— start Document excerpt —

It’s no surprise that metal has a respect problem. While the format still sells a solid amount of physical product, we’re running out of places to buy it. And on streaming services, there’s plenty of well-curated metal, but hip-hop and Top 40 get a lot more bandwidth, so to speak. Enter Gimme Radio. For the last six months, the free, all metal streaming service has been building audiences and DJs, with an app that’s available on iOS and Android and a record store where listeners can pick up the music they listen to. They’re not the only ones streaming metal online, but they are the only one with DJs that include Dave Mustaine, Randy Blythe, and Johan Hegg among others. We spoke with CEO and co-founder Tyler Lenane about why he started Gimme Radio, DJ curation, and his goals for the future of the service.
Tell me a little bit about how Gimme Radio started.

— end Document excerpt —
— start Exercise material —

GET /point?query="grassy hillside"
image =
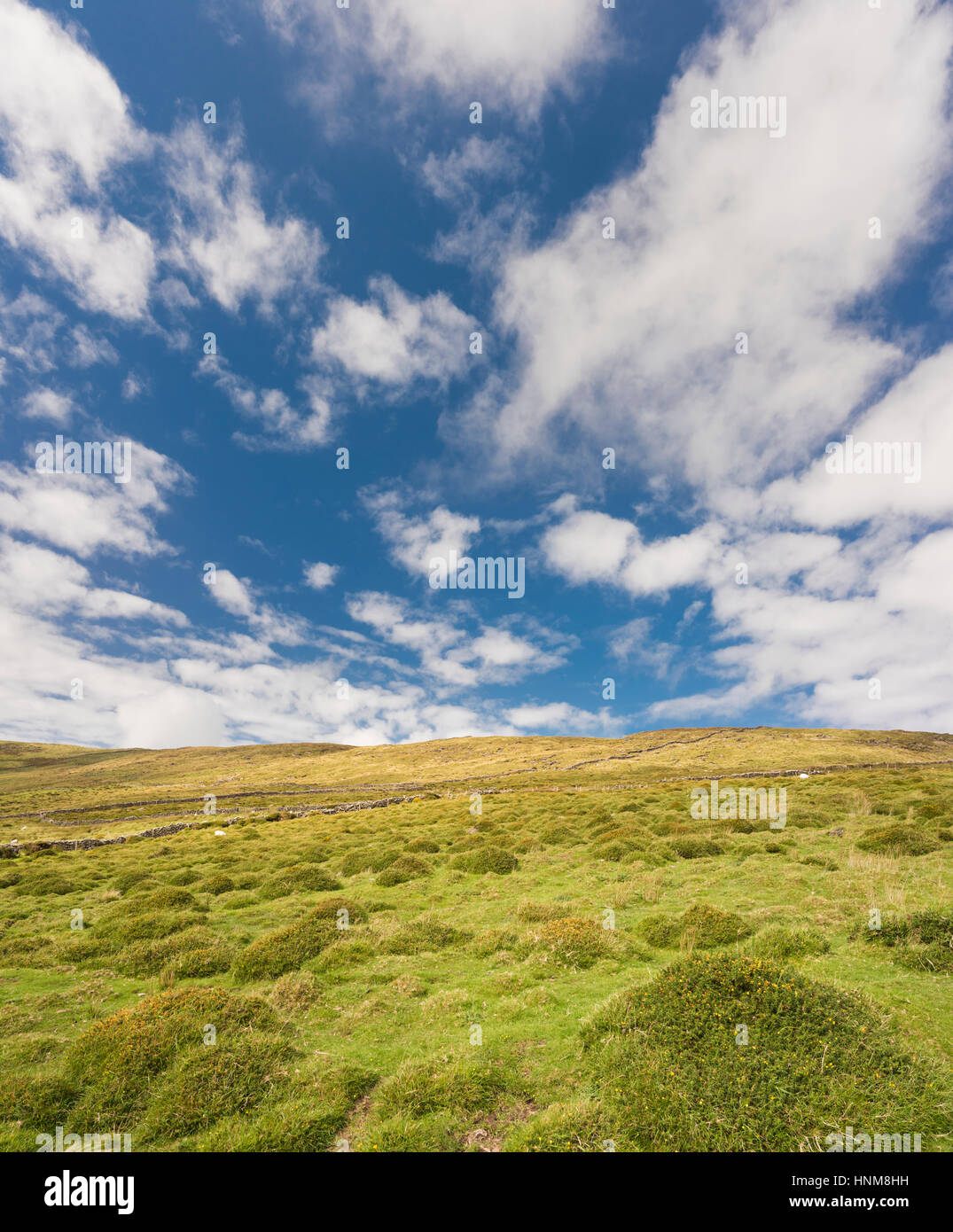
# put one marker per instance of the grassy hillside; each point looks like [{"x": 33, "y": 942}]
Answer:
[{"x": 536, "y": 947}]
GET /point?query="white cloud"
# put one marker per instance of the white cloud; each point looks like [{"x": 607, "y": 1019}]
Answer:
[
  {"x": 284, "y": 426},
  {"x": 510, "y": 54},
  {"x": 394, "y": 339},
  {"x": 89, "y": 512},
  {"x": 631, "y": 341},
  {"x": 319, "y": 575},
  {"x": 50, "y": 404},
  {"x": 220, "y": 228},
  {"x": 170, "y": 717},
  {"x": 416, "y": 540},
  {"x": 66, "y": 127}
]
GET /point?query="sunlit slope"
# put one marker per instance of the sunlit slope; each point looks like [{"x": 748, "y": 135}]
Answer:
[{"x": 63, "y": 791}]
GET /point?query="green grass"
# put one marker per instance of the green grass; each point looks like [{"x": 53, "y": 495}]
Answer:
[{"x": 417, "y": 979}]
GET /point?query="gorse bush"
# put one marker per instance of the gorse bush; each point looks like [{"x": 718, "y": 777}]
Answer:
[
  {"x": 295, "y": 880},
  {"x": 117, "y": 1058}
]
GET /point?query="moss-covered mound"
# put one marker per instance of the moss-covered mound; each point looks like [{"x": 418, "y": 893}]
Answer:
[{"x": 738, "y": 1054}]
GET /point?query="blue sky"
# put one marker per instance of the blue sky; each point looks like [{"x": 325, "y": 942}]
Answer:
[{"x": 714, "y": 305}]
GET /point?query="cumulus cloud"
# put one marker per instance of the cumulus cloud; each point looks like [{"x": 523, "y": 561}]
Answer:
[
  {"x": 514, "y": 54},
  {"x": 726, "y": 232},
  {"x": 89, "y": 512},
  {"x": 284, "y": 426},
  {"x": 221, "y": 232},
  {"x": 416, "y": 539},
  {"x": 66, "y": 129},
  {"x": 319, "y": 575},
  {"x": 394, "y": 339}
]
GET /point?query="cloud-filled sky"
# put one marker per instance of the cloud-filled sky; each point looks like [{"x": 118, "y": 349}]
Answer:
[{"x": 372, "y": 290}]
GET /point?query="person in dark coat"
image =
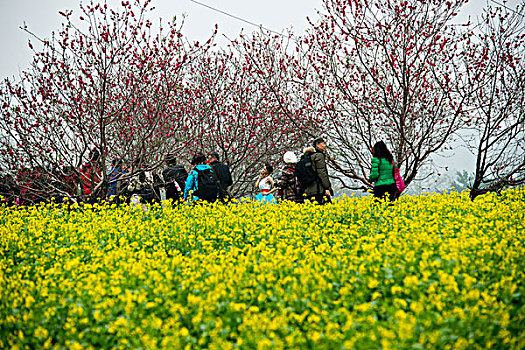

— end Exercise material —

» What to work on
a) According to the Gimme Radio interview, on which mobile platforms is the service's app available?
b) Identify each line of the records that contains the string "mound", where case counts, and copy those lines.

» Task answers
a) iOS and Android.

b)
GET /point?query="moss-covered mound"
# put one marker per instance of the moss-covered mound; each point looks like [{"x": 418, "y": 893}]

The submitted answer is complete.